Point placement rows
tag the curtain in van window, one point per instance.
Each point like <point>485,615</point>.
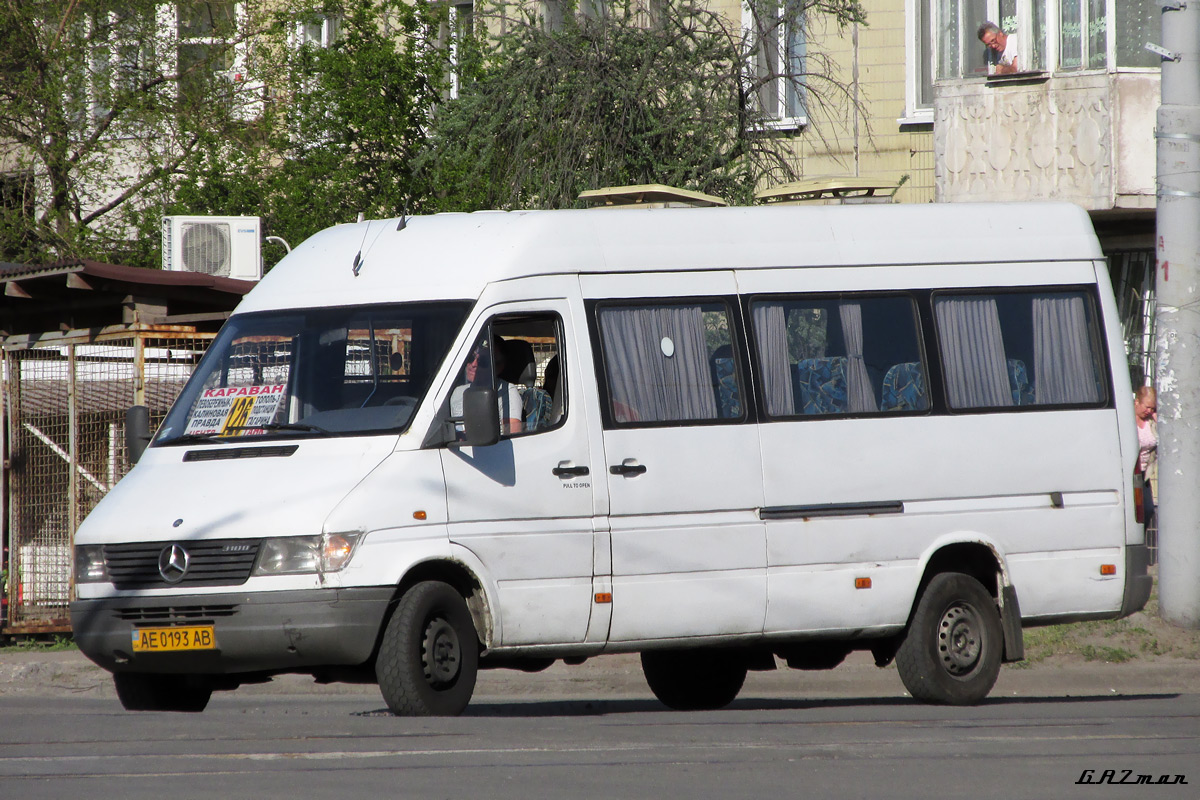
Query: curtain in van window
<point>771,334</point>
<point>645,383</point>
<point>1063,364</point>
<point>973,353</point>
<point>861,396</point>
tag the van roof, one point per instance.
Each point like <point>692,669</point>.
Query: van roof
<point>454,256</point>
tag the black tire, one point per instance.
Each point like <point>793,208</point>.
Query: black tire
<point>149,692</point>
<point>952,651</point>
<point>694,680</point>
<point>429,656</point>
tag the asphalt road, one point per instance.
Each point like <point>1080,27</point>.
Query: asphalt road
<point>595,732</point>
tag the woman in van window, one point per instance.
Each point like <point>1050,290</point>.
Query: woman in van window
<point>1145,408</point>
<point>508,395</point>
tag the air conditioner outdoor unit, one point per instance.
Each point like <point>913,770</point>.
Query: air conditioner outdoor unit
<point>222,246</point>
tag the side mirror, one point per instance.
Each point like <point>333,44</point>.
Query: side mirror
<point>137,432</point>
<point>480,417</point>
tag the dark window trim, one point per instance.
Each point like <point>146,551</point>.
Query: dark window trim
<point>738,343</point>
<point>487,329</point>
<point>919,331</point>
<point>1096,335</point>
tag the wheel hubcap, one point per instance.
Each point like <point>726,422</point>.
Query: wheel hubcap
<point>959,641</point>
<point>441,654</point>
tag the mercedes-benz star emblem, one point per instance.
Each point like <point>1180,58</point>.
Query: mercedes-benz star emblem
<point>173,563</point>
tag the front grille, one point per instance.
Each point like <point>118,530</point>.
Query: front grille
<point>173,614</point>
<point>221,563</point>
<point>279,451</point>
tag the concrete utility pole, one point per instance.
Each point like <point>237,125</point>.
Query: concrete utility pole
<point>1179,316</point>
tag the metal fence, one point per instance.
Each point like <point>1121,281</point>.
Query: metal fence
<point>65,401</point>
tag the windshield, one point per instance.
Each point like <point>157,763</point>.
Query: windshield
<point>315,372</point>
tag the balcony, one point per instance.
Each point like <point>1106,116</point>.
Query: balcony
<point>1087,138</point>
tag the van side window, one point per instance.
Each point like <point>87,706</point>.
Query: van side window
<point>1020,348</point>
<point>839,355</point>
<point>529,379</point>
<point>670,362</point>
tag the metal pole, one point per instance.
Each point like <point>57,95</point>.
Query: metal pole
<point>1179,316</point>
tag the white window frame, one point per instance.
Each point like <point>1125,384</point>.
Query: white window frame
<point>453,38</point>
<point>781,120</point>
<point>330,26</point>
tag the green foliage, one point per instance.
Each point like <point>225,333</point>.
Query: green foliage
<point>53,643</point>
<point>107,122</point>
<point>96,115</point>
<point>631,97</point>
<point>597,102</point>
<point>343,128</point>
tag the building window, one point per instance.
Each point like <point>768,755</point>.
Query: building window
<point>1083,35</point>
<point>953,28</point>
<point>457,36</point>
<point>778,60</point>
<point>204,50</point>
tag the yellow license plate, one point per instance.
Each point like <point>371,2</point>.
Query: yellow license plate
<point>169,639</point>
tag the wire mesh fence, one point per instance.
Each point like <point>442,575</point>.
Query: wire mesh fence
<point>65,415</point>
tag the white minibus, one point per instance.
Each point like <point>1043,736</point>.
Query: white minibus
<point>725,439</point>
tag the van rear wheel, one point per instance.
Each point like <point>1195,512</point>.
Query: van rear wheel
<point>952,650</point>
<point>694,680</point>
<point>429,656</point>
<point>153,692</point>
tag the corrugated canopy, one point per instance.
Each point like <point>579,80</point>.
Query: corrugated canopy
<point>84,294</point>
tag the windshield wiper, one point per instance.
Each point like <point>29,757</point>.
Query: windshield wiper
<point>193,438</point>
<point>282,426</point>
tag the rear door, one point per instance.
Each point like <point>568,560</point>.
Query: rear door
<point>525,506</point>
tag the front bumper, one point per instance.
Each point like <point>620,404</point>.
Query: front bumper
<point>1138,579</point>
<point>274,632</point>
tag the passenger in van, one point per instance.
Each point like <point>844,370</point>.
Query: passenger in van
<point>508,395</point>
<point>1145,408</point>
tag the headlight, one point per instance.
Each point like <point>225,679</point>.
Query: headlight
<point>288,555</point>
<point>297,554</point>
<point>90,565</point>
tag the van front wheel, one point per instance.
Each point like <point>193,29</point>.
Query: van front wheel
<point>952,650</point>
<point>154,692</point>
<point>429,656</point>
<point>694,680</point>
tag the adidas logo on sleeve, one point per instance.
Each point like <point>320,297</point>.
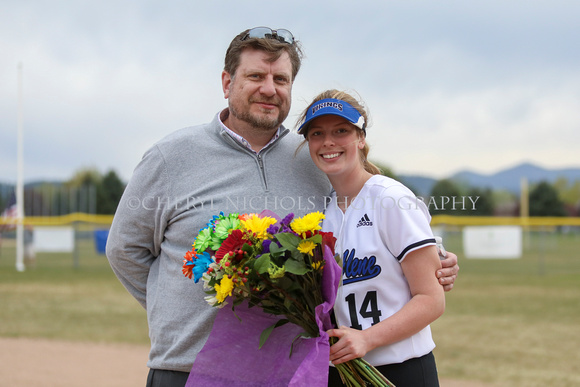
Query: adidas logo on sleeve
<point>364,221</point>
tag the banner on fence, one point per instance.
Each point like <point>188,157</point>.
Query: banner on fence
<point>494,242</point>
<point>54,239</point>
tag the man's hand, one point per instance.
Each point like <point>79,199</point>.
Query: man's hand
<point>448,273</point>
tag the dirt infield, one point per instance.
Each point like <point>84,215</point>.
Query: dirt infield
<point>47,363</point>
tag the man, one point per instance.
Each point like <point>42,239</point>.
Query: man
<point>243,161</point>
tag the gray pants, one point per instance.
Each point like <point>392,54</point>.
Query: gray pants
<point>166,378</point>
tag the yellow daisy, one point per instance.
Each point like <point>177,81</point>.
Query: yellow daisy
<point>224,288</point>
<point>306,247</point>
<point>309,222</point>
<point>258,225</point>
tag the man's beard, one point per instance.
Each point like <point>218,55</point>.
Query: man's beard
<point>265,123</point>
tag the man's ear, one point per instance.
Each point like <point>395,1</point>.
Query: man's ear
<point>226,83</point>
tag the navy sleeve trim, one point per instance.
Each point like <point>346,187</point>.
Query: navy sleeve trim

_REQUIREMENTS_.
Rewrite the part of the rows that opens with the line containing "tag the front grille, one point per instance." and closes with the line containing "<point>65,401</point>", swapping "metal fence" for "chain-link fence" and keeping everything else unchanged.

_SOLUTION_.
tag the front grille, one point per instance.
Each point like <point>118,530</point>.
Query: front grille
<point>173,614</point>
<point>221,563</point>
<point>279,451</point>
tag the concrete utility pole, one point per instance.
Each point like <point>237,125</point>.
Query: concrete utility pole
<point>1179,316</point>
tag the chain-link fence, one point per instance.
Each point like <point>1121,281</point>.
Query: chain-link fence
<point>65,401</point>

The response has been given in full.